__GIVEN DATA__.
□ □ □ □ □ □ □

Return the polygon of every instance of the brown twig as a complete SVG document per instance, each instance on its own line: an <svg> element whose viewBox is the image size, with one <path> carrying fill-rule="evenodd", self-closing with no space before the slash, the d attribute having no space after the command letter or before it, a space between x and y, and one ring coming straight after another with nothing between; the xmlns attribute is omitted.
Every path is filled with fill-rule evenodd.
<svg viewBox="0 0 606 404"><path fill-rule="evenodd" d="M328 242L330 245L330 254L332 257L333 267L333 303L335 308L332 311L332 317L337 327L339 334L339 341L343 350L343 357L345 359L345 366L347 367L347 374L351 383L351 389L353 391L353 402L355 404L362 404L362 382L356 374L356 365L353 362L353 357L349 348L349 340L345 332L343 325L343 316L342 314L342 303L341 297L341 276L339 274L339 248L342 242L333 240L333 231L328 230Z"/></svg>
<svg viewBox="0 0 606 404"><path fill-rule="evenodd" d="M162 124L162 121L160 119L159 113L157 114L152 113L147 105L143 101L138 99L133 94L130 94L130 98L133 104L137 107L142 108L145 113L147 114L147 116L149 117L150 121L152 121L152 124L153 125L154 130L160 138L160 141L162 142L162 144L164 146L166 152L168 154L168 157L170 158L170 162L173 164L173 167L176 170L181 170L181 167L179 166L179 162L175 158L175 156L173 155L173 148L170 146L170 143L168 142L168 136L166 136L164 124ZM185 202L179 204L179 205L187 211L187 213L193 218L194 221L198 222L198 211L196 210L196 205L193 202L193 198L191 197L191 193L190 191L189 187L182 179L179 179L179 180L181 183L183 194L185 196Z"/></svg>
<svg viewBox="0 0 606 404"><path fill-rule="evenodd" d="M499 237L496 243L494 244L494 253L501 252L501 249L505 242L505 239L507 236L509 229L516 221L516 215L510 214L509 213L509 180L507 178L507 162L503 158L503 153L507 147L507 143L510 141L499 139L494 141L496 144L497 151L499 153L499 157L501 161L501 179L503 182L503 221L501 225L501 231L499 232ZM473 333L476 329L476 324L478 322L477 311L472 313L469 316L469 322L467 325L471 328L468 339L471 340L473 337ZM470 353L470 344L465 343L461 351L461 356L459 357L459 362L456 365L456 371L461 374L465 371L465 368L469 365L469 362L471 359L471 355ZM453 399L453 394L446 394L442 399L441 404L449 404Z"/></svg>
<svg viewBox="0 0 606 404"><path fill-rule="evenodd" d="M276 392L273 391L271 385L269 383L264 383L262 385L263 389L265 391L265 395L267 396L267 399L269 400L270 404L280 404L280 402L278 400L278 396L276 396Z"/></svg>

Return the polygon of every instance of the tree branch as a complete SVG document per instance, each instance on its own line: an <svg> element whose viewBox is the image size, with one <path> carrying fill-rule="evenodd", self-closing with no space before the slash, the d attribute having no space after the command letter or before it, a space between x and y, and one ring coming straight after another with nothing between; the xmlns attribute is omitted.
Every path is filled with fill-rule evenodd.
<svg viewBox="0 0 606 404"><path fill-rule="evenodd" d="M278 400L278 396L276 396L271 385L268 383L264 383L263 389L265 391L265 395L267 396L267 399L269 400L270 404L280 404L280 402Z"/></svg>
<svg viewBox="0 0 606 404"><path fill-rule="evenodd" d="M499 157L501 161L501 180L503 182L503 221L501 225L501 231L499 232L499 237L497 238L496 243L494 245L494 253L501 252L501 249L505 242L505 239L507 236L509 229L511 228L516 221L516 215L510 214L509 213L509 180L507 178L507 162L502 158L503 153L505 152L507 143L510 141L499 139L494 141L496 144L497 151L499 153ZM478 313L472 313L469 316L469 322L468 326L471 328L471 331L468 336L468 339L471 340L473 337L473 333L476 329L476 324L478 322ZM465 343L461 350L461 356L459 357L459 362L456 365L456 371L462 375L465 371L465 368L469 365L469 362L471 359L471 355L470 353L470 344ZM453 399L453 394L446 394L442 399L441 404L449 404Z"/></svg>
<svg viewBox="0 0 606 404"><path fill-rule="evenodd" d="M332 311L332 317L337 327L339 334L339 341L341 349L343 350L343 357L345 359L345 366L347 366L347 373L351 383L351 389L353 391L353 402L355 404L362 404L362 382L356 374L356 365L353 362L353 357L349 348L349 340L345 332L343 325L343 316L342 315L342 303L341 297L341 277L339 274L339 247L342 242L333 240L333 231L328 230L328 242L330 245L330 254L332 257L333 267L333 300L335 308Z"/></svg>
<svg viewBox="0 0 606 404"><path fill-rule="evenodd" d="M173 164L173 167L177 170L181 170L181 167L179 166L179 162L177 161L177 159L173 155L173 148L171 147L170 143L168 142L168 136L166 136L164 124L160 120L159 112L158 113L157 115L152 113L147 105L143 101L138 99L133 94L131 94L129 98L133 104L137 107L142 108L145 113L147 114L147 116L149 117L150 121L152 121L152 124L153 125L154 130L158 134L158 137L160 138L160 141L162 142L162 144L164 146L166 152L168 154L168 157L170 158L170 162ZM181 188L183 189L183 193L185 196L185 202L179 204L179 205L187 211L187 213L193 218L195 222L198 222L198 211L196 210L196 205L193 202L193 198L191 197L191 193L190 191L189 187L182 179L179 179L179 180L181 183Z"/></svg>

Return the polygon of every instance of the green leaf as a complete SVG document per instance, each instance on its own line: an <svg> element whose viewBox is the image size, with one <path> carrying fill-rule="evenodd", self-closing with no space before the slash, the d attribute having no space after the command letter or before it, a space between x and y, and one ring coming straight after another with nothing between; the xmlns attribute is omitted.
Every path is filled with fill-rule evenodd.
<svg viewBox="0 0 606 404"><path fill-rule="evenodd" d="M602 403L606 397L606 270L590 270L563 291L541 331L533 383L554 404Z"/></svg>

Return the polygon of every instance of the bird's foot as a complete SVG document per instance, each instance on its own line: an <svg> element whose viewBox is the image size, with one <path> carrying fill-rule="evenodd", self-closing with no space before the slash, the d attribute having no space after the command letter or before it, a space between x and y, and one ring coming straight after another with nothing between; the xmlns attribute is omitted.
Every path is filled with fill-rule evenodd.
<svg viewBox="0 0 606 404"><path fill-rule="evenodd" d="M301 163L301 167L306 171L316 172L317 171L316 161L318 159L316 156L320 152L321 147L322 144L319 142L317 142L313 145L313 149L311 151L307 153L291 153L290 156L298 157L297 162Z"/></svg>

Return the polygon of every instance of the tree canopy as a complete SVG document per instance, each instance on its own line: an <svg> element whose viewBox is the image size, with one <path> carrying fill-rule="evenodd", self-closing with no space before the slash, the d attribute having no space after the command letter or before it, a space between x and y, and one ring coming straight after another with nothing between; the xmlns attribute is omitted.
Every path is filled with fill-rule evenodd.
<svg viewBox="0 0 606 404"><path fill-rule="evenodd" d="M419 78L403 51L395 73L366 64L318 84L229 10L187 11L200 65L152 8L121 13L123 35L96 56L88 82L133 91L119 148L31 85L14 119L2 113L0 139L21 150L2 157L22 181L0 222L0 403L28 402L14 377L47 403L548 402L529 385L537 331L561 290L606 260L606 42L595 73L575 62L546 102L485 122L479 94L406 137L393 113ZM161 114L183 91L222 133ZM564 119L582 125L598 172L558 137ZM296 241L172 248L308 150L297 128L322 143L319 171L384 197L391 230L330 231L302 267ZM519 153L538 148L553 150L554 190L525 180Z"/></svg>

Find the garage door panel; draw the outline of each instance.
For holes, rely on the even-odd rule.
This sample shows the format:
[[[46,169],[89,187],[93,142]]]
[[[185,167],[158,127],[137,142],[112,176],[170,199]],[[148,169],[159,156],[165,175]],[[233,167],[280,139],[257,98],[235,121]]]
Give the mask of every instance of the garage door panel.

□ □ □ □ □ □ □

__REQUIRED WORK__. Render the lines above as a Markdown table with the columns "No." and "Text", putting the row number in the first and the line in the second, and skip any blank lines.

__WORKED SOLUTION__.
| No. | Text |
|---|---|
| 1 | Return the polygon of every instance of the brown twig as a complete SVG document per instance, each instance on its own line: an <svg> element whose viewBox is the image size, with one <path> carrying fill-rule="evenodd", self-closing with no space before the slash, the d attribute having no space after the command letter or before it, a space between x and y, and one ring coming straight after another with nothing between; the xmlns attribute is omitted. |
| 2 | Every path is filled with fill-rule evenodd. |
| 3 | <svg viewBox="0 0 606 404"><path fill-rule="evenodd" d="M328 242L330 245L330 254L332 257L333 267L333 303L335 308L332 311L332 317L337 327L339 334L339 341L343 350L343 357L345 359L345 366L347 367L347 374L351 383L351 389L353 391L353 402L355 404L362 404L362 382L356 374L356 365L353 362L353 357L349 348L349 340L345 332L343 325L343 316L342 314L342 303L341 297L341 276L339 274L339 248L342 242L333 240L333 231L328 230Z"/></svg> |
| 4 | <svg viewBox="0 0 606 404"><path fill-rule="evenodd" d="M162 124L162 121L160 119L159 113L157 114L152 113L147 105L143 101L138 99L133 94L130 94L130 98L133 104L137 107L142 108L145 113L147 114L147 116L149 117L150 121L152 121L152 124L153 125L154 130L160 138L160 141L162 142L162 144L164 146L166 152L168 154L168 157L170 158L170 162L173 164L173 167L176 170L181 170L181 167L179 166L179 162L175 158L175 156L173 155L173 148L170 146L170 143L168 142L168 136L166 136L164 124ZM185 202L179 204L179 205L187 211L187 213L193 218L194 221L198 222L198 211L196 210L196 205L193 202L193 198L191 197L191 193L190 191L189 187L182 179L179 179L179 180L181 183L183 194L185 196Z"/></svg> |
| 5 | <svg viewBox="0 0 606 404"><path fill-rule="evenodd" d="M499 237L496 243L494 244L494 253L501 252L501 249L505 242L505 239L507 236L509 229L516 221L516 215L510 214L509 213L509 180L507 178L507 162L503 158L503 153L507 147L507 143L510 141L499 139L494 141L496 144L497 151L499 153L499 157L501 161L501 179L503 182L503 221L501 225L501 231L499 232ZM473 333L476 329L476 324L478 322L477 311L472 313L469 316L469 322L467 325L471 328L468 339L471 340L473 337ZM470 353L470 344L465 343L461 351L461 356L459 357L459 362L456 365L456 371L461 374L465 371L465 368L469 365L469 362L471 359L471 355ZM453 399L453 394L446 394L442 399L441 404L449 404Z"/></svg> |
| 6 | <svg viewBox="0 0 606 404"><path fill-rule="evenodd" d="M276 392L273 391L271 385L269 383L264 383L262 385L263 389L265 391L265 395L267 396L267 399L269 400L270 404L280 404L280 402L278 400L278 396L276 396Z"/></svg> |
| 7 | Return the polygon of every instance of the tree branch as a complete SVG document per instance, each instance on its own line: an <svg> element whose viewBox is the image size, with one <path> carrying fill-rule="evenodd", self-closing with no space before the slash, the d attribute having no space after the command letter or before it, a space between x and y, and one ring coming straight after another with nothing between; the xmlns attribute is omitted. |
| 8 | Every path is filled with fill-rule evenodd. |
| 9 | <svg viewBox="0 0 606 404"><path fill-rule="evenodd" d="M278 400L278 396L276 396L271 385L268 383L264 383L263 389L265 391L265 395L267 396L267 399L269 400L270 404L280 404L280 402Z"/></svg> |
| 10 | <svg viewBox="0 0 606 404"><path fill-rule="evenodd" d="M499 157L501 161L501 180L503 182L503 221L501 225L501 231L499 232L499 237L497 238L496 243L494 245L494 253L501 252L501 249L505 242L505 239L507 236L509 229L511 228L516 221L516 215L510 214L509 213L509 180L507 178L507 162L502 158L503 153L505 152L507 143L510 141L499 139L494 141L496 144L497 151L499 153ZM478 313L472 313L469 316L469 322L468 326L471 328L471 331L468 336L468 339L471 340L473 337L473 333L476 329L476 324L478 322ZM465 343L461 350L461 356L459 357L459 362L456 365L456 371L462 375L465 371L465 368L469 365L469 362L471 359L471 355L470 353L470 344ZM453 399L453 394L446 394L442 399L441 404L449 404Z"/></svg> |
| 11 | <svg viewBox="0 0 606 404"><path fill-rule="evenodd" d="M332 311L332 317L337 327L339 334L339 341L341 349L343 350L343 357L345 359L345 366L347 366L347 373L351 383L351 389L353 391L353 402L355 404L362 404L362 382L356 374L356 365L353 362L353 357L349 348L349 340L345 332L343 325L343 316L342 315L342 303L341 297L341 277L339 274L339 247L342 242L333 240L333 231L328 230L328 242L330 245L330 254L332 257L333 267L333 300L335 308Z"/></svg> |
| 12 | <svg viewBox="0 0 606 404"><path fill-rule="evenodd" d="M173 164L173 167L177 170L181 170L181 167L179 166L179 162L177 161L177 159L173 155L173 148L171 147L170 143L168 142L168 136L166 136L164 124L160 120L159 112L158 113L157 115L152 113L147 105L143 101L138 99L133 94L131 94L129 98L133 104L137 107L142 108L145 113L147 114L147 116L149 117L150 121L152 121L152 124L153 125L154 130L158 134L158 137L160 138L160 141L162 142L162 144L164 146L166 152L168 154L168 157L170 158L170 162ZM181 188L183 189L183 193L185 196L185 202L179 204L179 205L187 211L187 213L193 218L195 222L198 222L198 211L196 210L196 205L193 202L193 198L191 197L191 193L190 191L189 187L182 179L179 179L179 180L181 183Z"/></svg> |
| 13 | Return the polygon of every instance of the green leaf as a complete SVG document per instance, each instance on its own line: an <svg> element whose viewBox is the image size, with one <path> carrying fill-rule="evenodd", self-closing with no space before the slash, the d attribute having no space after the command letter or before it, a space between x and y, and one ring coming straight after another with nothing between; the xmlns attribute is omitted. |
| 14 | Every path is filled with fill-rule evenodd. |
| 15 | <svg viewBox="0 0 606 404"><path fill-rule="evenodd" d="M602 403L606 397L606 270L590 270L563 291L541 331L533 383L554 404Z"/></svg> |
| 16 | Return the polygon of every instance of the bird's foot as a complete SVG document per instance, each instance on its own line: an <svg> element whose viewBox is the image size, with one <path> carrying fill-rule="evenodd", self-closing with no space before the slash, the d attribute having no space after the command letter or before it, a space between x and y, and one ring coming straight after another with nothing between; the xmlns attribute is omitted. |
| 17 | Every path is filled with fill-rule evenodd. |
| 18 | <svg viewBox="0 0 606 404"><path fill-rule="evenodd" d="M301 163L301 167L306 171L316 172L317 171L316 161L318 159L316 156L320 152L321 147L322 144L319 142L317 142L313 145L313 149L311 151L307 153L291 153L290 156L298 157L297 162Z"/></svg> |
| 19 | Return the polygon of every instance of the tree canopy as a complete SVG document per instance, each instance on its own line: an <svg> element whose viewBox is the image size, with one <path> carrying fill-rule="evenodd", self-closing with no space before the slash, the d attribute having no space after the command letter or before it, a space between x and y, and one ring coming straight after another with nothing between; the xmlns attribute is omitted. |
| 20 | Every path is filled with fill-rule evenodd. |
| 21 | <svg viewBox="0 0 606 404"><path fill-rule="evenodd" d="M419 78L403 51L395 73L366 64L318 84L229 10L187 11L200 65L152 8L121 13L123 35L96 56L88 82L133 91L119 148L31 85L14 119L2 113L0 139L21 150L2 157L22 181L0 222L0 403L28 402L14 377L47 403L548 402L529 385L537 331L561 290L606 260L606 42L595 73L575 62L546 102L485 122L479 94L406 137L393 113ZM161 114L183 91L222 133ZM564 119L582 125L598 172L558 137ZM296 241L172 248L308 150L297 128L322 143L319 171L384 197L391 230L330 231L302 267ZM519 153L538 148L553 150L554 190L525 180Z"/></svg> |
| 22 | Find the garage door panel; draw the outline of each instance. |
| 23 | For holes, rely on the even-odd rule. |
| 24 | This sample shows the format: |
| 25 | [[[46,169],[89,187],[93,142]]] |
| 26 | [[[185,167],[158,127],[137,142],[112,176],[170,199]],[[148,169],[159,156],[165,175]],[[233,167],[280,139],[257,98],[235,121]]] |
| 27 | Give the mask of every instance of the garage door panel. |